Уже осенью 1917 года с улиц городов исчезли нарядные дамы и кавалеры. Английский писатель-фантаст Г. Уэллс, посетивший Советскую Россию, писал о питерской уличной толпе: «Прохожие… были одеты в невообразимые лохмотья, поскольку в России не было ни новой одежды, ни новой обуви. У многих людей на ногах были лапти… Даже у большевистских комиссаров были щетинистые щеки, поскольку бритвы и подобные вещи не производились и не импортировались». Однако при Петроградском Совете уже в 1918 году существовал особый склад конфискованных вещей, откуда по записке можно было получить одежду самого лучшего качества. Своеобразным символом «военного коммунизма» стала кожанка — форменная одежда летчиков и шоферов эпохи Первой мировой войны.
Хотя победивший класс (пролетариат) имел определенные привилегии, в условиях разрухи и нищеты никакая система распределения не могла обеспечить нормальное существование даже «классово полноценным элементам».
В январе 1921 года было решено обеспечить питерских рабочих нижним бельем. Для этой цели из особых запасов пряжи изготовили 17 тысяч трикотажных комплектов. Но такие акции были разовыми, и ощущение неравенства в «пайковом» обществе все более усиливалось.
В сентябре 1920 года, выступая на заседании Петросовета, рабочий Обуховского завода заявил: «Товарищи, при буржуазном строе я ходил в грязной блузе, а паразит, тот, который избивал нашего брата и пил его кровь, носил галстуки и крахмалы, а теперь и наши товарищи, и члены нашей организации унаследовали эти галстуки и крахмалы, и сами начали чище буржуазии наряжаться». И действительно, на фоне оголодавшей толпы петроградцев сразу можно было узнать представителей большевистской партийно-государственной элиты.
Недовольство рабочих ущемлением «имущественных прав» нарастало. Их уже не могла успокоить отмененная в январе 1921 года плата за ширпотреб, медикаменты, услуги пошива и парикмахерских.
Более того, политические сводки о настроениях населения в феврале — начале марта 1921 года зафиксировали активное недовольство «военно-коммунистическими» мероприятиями: «Трамваи даром, а они почти не ходят, нет топлива, лекарства даром — а их нет в аптеках. Газеты даром, а их нет, так как нет бумаги, все то даром, чего нет… квартиры всем с 1 января бесплатно и с ноября никому ни полена не давали, а сейчас в марте обеды всем бесплатно, хуже, чем свиньям приготовлены… Бани бесплатные, там так холодно и вода не идет. Продукты, как то: хлеб и остальное бесплатно, но хлеба дают очень мало, продуктов же — не чаще одного раза в месяц».
Еще большие запустение и разруха наблюдались в жилищном фонде. В конце мая 1921 года Совет народных комиссаров был вынужден констатировать «хищническую эксплуатацию и разрушение жилищ».
Документы официального обследования одного из домов свидетельствовали: «… водопровод во всем доме не действует. Уборные не действуют… Полы в некоторых комнатах положены, очевидно, на топливо. Чем ниже спускаться, тем этажи представляют картину разрушения и антисанитарного состояния все мрачнее и мрачнее… Мусорные ямы и люки переполнены. Общее впечатление, что весь дом представляет вредную клоаку, жильцы этого дома должны быть безотлагательно выселены, немедленно надлежит принять энергичные меры и привести дом в удовлетворительное санитарное состояние».

ДАННЫЕ

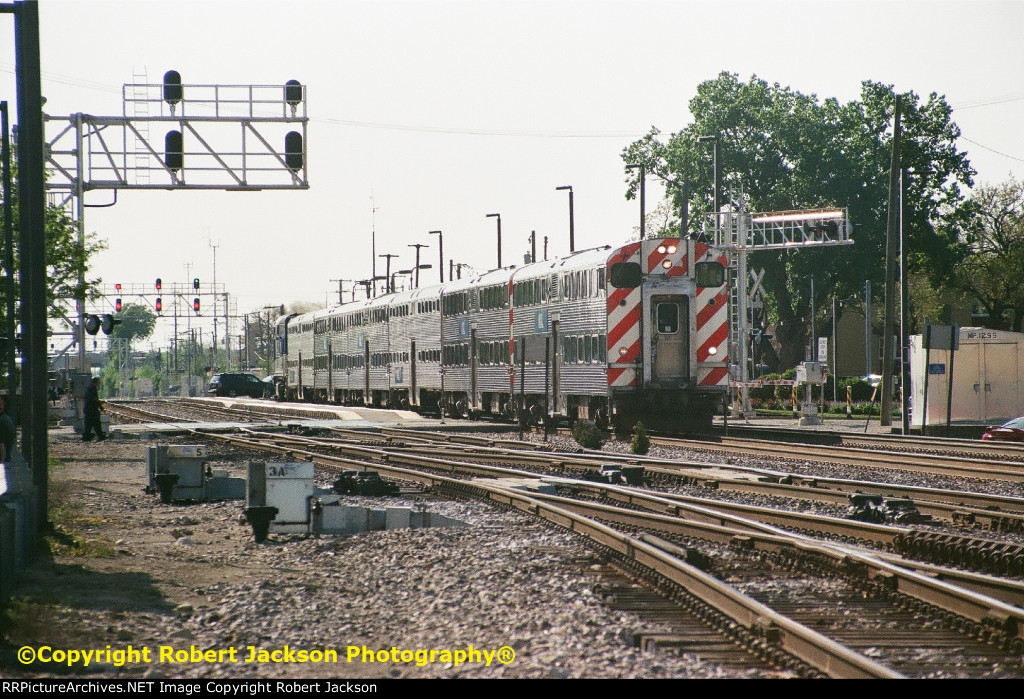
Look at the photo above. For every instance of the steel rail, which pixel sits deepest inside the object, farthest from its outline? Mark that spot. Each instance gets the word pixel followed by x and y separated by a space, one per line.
pixel 894 461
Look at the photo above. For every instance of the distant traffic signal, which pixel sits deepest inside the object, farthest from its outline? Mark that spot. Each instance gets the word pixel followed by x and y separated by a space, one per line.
pixel 93 323
pixel 108 322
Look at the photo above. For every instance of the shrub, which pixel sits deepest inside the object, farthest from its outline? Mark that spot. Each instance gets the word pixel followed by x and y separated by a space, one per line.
pixel 587 435
pixel 640 442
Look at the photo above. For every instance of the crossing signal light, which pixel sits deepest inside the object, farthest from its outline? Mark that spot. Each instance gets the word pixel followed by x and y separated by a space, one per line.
pixel 293 92
pixel 293 150
pixel 174 150
pixel 173 91
pixel 108 322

ВОПРОСЫ И ЗАДАНИЯ
• A. Ответьте на вопросы по тексту о быте Петрограда при «военном коммунизме»:
(i) Какая одежда стала своеобразным символом «военного коммунизма»?
(ii) Сколько трикотажных комплектов изготовили для питерских рабочих в январе 1921 года?
(iii) Когда Совет народных комиссаров констатировал «хищническую эксплуатацию и разрушение жилищ»?
• B. Продолжите текст о быте Петрограда при «военном коммунизме», начав сразу после его последнего предложения.

ОТВЕТЫ К ЗАДАНИЯМ
• A.
(i) Кожанка, форменная одежда летчиков и шоферов эпохи Первой мировой войны.
(ii) 17 тысяч комплектов.
(iii) В конце мая 1921 года.

• B.
В ноябре 1921 года Народный комиссариат внутренних дел предложил «новую жилищную политику», которая предоставляла «коллективам жильцов, арендаторам и домовладельцам определенную самостоятельность в эксплуатации помещений» и освобождала население «от излишних стеснений и регламентаций в занятии жилищ». На возможных арендаторов и владельцев возлагалась обязанность ремонта разрушенных зданий. Но лишь через 1 год и 2 месяца, после официального введения нэпа в мае 1922 года, ВЦИК принял постановление об основных частных имущественных правах, в котором признавалась частная собственность на жилые строения. До той поры основная масса горожан существовала в ужасающих условиях.
Люди ждали от политиков перемен прежде всего в повседневной жизни. Они хотели самостоятельно выбирать жилье, покупать продукты и товары в магазинах, нормально питаться. Добиться всего этого было нелегко, так как за два с половиной года новой власти удалось разрушить устойчивые представления городского жителя о нормальном человеческом доме. Привычные и важнейшие стороны быта после 1917 года подверглись резким изменениям. И «квартирный передел» (переселение рабочих в «господские» квартиры), и «пайковый рай», выразившийся в закрытии магазинов, произвели удручающее впечатление на Г. Уэллса, посетившего Петроград осенью 1920 года: «Прогуливаться по улицам при закрытых магазинах кажется совершенно нелепым занятием. Для нас современный город, в сущности, лишь длинный ряд магазинов, ресторанов и тому подобное. Закройте их, и улица потеряет всякий смысл».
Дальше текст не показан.